Selected extract:
# # # # #
How can organizations assess their readiness to co-design?

LESSONS FROM OTHER FIELDS

How can organizations assess their readiness to co-design? 

By Christopher Rudd, Surbhi Kalra, Justin Walker, and Justin Hayden,1

As the child welfare system and its providers, partners, and other key stakeholders become more aware of and intentional about addressing racial inequities, collective focus is necessarily shifting to strategies that promote equity, prevention, and family well-being. While recent efforts have increasingly encouraged racial equity, kinship care support, and collaboration with adjacent agencies, there is still much work to be done to repair the disproportionate harm the system has caused to Black and American Indian/Alaska Native, and multi-racial children and families.2

Prior to the 1960s, Black and American Indian/Alaska Native children largely were excluded from the child welfare system.3,4 Since their inclusion, children and families of color have been overly surveilled and separated, creating and perpetuating disparate outcomes. According to the Children’s Bureau, “racial disparities exist at every major decision-making point along the child welfare spectrum.” Nationally, Black, American Indian/Alaska Native, and multi-racial children continue to be overrepresented in the child welfare system. These children collectively make up 19% of the total child population but 32% of children in foster care. Additionally, Black and American Indian/Alaska Native children are more likely than others to be removed from their homes and their families,5,6 and are more likely to have their parental rights terminated. These outcomes highlight that racially disproportionate interactions with child welfare persist throughout the system and raise critical questions about the extent to which structural racism and decision-making biases impact these outcomes. 

In order to address these disparities, there has been increased interest in co-designing the future state of child welfare policy and practice with people with lived experience. However, there is an overarching lack of understanding of how to approach co-design, including determining who should be involved, identifying equitable and authentic strategies for engagement, and clearly defining processes and methods for co-creation. This brief provides an overview of what it means to engage in co-design, and offers key considerations for leaders and other key stakeholders who want to authentically engage people with lived experience. For more information on engaging communities and individuals with lived experience through co-design, please see What are the four pillars of authentic engagement with communities and individuals with lived experience through co-design? 

What is co-design?

Co-design is an approach to designing with, not for, people and communities. This approach amplifies the voices and experiences of the people closest to the needs addressed through an engagement or initiative. It also prioritizes relationships, increases trust across all stakeholders, and uses participatory approaches to ensure the work is guided by those most affected. Co-design actively involves all stakeholders — people with lived experience, community residents, organizations, and institutional partners — in the design process to help ensure the results meet their needs and are usable.

Co-design requires sharing power with people with lived experience across the entirety of an engagement or initiative, from determining the focus of exploration, to the design, implementation, and evaluation. It is a partnership where all stakeholders have equal opportunities to utilize their abilities, make decisions, and own responsibilities. This collaborative model recognizes the value people with lived experience bring to the work, and it challenges everyone involved in the process to provide them with meaningful opportunities to learn and develop skills that can be utilized beyond a single engagement.

What values and principles bolster ChiByDesign’s co-design practice?

ChiByDesign’s co-design practice is grounded in servant leadership, enabling a serve-first attitude that centers the work on empowering and uplifting those with lived experience. For ChiByDesign, servant leadership is the core tenet of co-design, enabling it to be fully in service of and biased in support of the most affected or oppressed. It is a leadership philosophy in which the goal of the leader is to serve: the servant-leader shares power, prioritizes the needs of others, and helps people develop with the intention of seeing growth in those being served.
# # # # #
Data section:
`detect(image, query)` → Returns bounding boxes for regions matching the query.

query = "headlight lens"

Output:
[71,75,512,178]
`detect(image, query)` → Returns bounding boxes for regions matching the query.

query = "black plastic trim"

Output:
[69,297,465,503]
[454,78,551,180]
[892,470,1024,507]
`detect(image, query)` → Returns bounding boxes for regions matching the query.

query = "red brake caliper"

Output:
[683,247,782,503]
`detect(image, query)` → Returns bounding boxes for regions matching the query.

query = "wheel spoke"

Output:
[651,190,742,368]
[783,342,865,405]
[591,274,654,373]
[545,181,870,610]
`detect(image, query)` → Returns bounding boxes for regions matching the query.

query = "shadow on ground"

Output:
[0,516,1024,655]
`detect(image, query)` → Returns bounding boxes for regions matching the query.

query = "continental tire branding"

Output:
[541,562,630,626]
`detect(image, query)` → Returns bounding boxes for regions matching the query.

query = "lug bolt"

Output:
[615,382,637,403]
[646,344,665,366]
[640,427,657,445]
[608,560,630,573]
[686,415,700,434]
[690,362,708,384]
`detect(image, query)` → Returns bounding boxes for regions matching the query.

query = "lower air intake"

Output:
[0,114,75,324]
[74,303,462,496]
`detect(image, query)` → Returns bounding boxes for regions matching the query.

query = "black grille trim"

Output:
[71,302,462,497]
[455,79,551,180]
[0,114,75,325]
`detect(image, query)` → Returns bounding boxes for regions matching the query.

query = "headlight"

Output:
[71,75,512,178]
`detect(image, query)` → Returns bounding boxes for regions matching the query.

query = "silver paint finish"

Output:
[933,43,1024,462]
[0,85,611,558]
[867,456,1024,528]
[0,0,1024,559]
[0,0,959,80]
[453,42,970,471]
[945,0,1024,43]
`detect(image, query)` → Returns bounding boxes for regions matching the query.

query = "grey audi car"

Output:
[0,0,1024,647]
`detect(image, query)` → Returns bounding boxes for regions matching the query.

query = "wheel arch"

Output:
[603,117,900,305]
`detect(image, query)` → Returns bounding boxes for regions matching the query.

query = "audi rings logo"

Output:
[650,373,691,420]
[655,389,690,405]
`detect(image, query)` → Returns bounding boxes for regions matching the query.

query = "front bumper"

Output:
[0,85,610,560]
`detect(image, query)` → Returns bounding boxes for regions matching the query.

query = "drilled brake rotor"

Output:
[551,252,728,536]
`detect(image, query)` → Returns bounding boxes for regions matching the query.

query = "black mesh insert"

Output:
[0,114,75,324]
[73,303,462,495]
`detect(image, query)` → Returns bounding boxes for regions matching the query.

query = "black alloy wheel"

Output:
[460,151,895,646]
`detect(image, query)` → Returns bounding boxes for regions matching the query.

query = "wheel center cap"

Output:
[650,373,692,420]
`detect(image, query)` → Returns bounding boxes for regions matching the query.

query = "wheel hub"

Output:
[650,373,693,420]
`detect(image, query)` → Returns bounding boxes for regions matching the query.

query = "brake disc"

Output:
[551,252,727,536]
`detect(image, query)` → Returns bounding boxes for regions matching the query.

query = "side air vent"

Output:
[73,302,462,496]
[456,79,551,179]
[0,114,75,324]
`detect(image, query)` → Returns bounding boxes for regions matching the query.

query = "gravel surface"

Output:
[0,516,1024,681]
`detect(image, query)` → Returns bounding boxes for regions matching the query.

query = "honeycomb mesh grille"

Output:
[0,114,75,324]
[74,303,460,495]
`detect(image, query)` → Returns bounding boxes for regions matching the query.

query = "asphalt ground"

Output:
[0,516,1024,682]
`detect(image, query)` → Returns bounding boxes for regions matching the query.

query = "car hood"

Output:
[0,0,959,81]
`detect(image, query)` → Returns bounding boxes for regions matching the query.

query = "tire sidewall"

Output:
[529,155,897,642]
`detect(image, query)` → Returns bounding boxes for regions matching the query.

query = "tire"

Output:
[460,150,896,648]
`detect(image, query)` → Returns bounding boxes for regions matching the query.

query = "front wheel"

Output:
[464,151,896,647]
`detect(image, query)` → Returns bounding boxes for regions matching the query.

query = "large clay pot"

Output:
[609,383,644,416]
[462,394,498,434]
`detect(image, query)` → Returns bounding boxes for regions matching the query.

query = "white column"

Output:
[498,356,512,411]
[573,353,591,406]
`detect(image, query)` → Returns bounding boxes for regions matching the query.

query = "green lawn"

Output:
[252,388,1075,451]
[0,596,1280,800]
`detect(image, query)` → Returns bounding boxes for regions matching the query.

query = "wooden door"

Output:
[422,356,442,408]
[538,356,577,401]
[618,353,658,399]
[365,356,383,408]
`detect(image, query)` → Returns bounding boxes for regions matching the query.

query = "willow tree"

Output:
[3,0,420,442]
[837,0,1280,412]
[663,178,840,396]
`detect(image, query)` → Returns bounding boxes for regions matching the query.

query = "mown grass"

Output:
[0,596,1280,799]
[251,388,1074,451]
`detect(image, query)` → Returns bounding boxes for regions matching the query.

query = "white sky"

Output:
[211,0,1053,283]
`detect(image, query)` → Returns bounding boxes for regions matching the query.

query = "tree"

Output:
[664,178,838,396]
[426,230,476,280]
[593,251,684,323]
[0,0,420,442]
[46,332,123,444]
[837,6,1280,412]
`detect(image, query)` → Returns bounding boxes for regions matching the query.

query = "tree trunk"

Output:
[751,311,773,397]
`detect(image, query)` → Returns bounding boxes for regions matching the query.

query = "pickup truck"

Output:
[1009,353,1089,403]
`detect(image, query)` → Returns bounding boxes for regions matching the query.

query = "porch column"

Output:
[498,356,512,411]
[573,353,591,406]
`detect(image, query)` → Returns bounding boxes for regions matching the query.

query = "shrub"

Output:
# # # # #
Exercise tasks:
- 1) Reproduce the entries from their first line up to and including the line with "[945,0,1024,43]", renaming "lug bolt" to "wheel bolt" and keeping everything else as it stands.
- 2) Go on with the brief on organizational readiness for co-design from the point where it stops.

Answers for the exercise:
- 1)
`detect(image, query)` → Returns bounding boxes for regions matching the query.

query = "headlight lens"

Output:
[71,75,512,178]
`detect(image, query)` → Returns bounding boxes for regions matching the query.

query = "black plastic trim"

Output:
[69,297,465,503]
[454,78,551,180]
[892,470,1024,507]
`detect(image, query)` → Returns bounding boxes for regions matching the query.

query = "red brake caliper"

Output:
[683,247,782,503]
`detect(image, query)` → Returns bounding boxes for regions matching the query.

query = "wheel spoke"

Output:
[651,190,742,368]
[783,342,865,405]
[591,274,654,373]
[545,181,870,610]
`detect(image, query)` → Returns bounding boxes for regions matching the query.

query = "shadow on ground"

Output:
[0,516,1024,655]
`detect(image, query)` → Returns bounding boxes for regions matching the query.

query = "continental tire branding"

Output:
[541,562,630,626]
`detect(image, query)` → Returns bounding boxes for regions matching the query.

query = "wheel bolt"

Output:
[615,382,637,403]
[646,344,665,366]
[640,427,657,445]
[608,560,630,573]
[686,415,700,434]
[690,362,708,384]
`detect(image, query)` → Returns bounding boxes for regions matching the query.

query = "lower air intake"

Output:
[0,114,75,324]
[74,303,462,496]
`detect(image, query)` → Returns bounding boxes for regions matching the query.

query = "black grille trim"

Output:
[71,302,462,497]
[455,79,551,180]
[0,114,75,325]
`detect(image, query)` → Returns bounding boxes for regions matching the query.

query = "headlight"

Output:
[71,75,512,178]
`detect(image, query)` → Returns bounding boxes for regions matching the query.

query = "silver paint finish"

Output:
[933,43,1024,462]
[0,85,611,558]
[867,456,1024,528]
[0,0,1024,559]
[0,0,959,80]
[453,42,970,471]
[945,0,1024,43]

- 2)
Are you ready for co-design?

Before engaging people with lived experience in co-design, it is crucial to identify if the system and its actors are willing to engage in the practice of co-design. Regardless of intention, attempts at authentic engagement miss the mark and may fail if those involved are not ready to shift power dynamics, decision-making structures, and engagement strategies. Organizations and leaders must collectively assess their readiness to co-design with people with lived experience, and address a number of key considerations before an engagement can begin in order to gain clarity and identify and resolve any foreseeable operational barriers to engagement.

1. Compensation for lived expertise. Organizations must provide equitable financial compensation to individuals and communities with lived experience, valuing their time and expertise. Expecting people with lived experience to volunteer their time, or otherwise failing to adequately and equitably compensate peers, is exploitative, particularly in the context of marginalization and systemic vulnerability (i.e. reduced or compromised ability to realize or maintain a sustainable livelihood).7,8 Moreover, because social stigma accompanies financial barriers, it is recommended that organizations adopt a trauma-informed approach to providing compensation to people with lived experience.9,10 Thus, leadership and other staff must create a safe space for people to bring forward their lived experiences without judgment or fear of not being compensated if their opinions and experiences differ from those of the organization. 

Questions for consideration:

  • Have funding and additional resources been secured to equitably compensate people with lived experience for their time and expertise?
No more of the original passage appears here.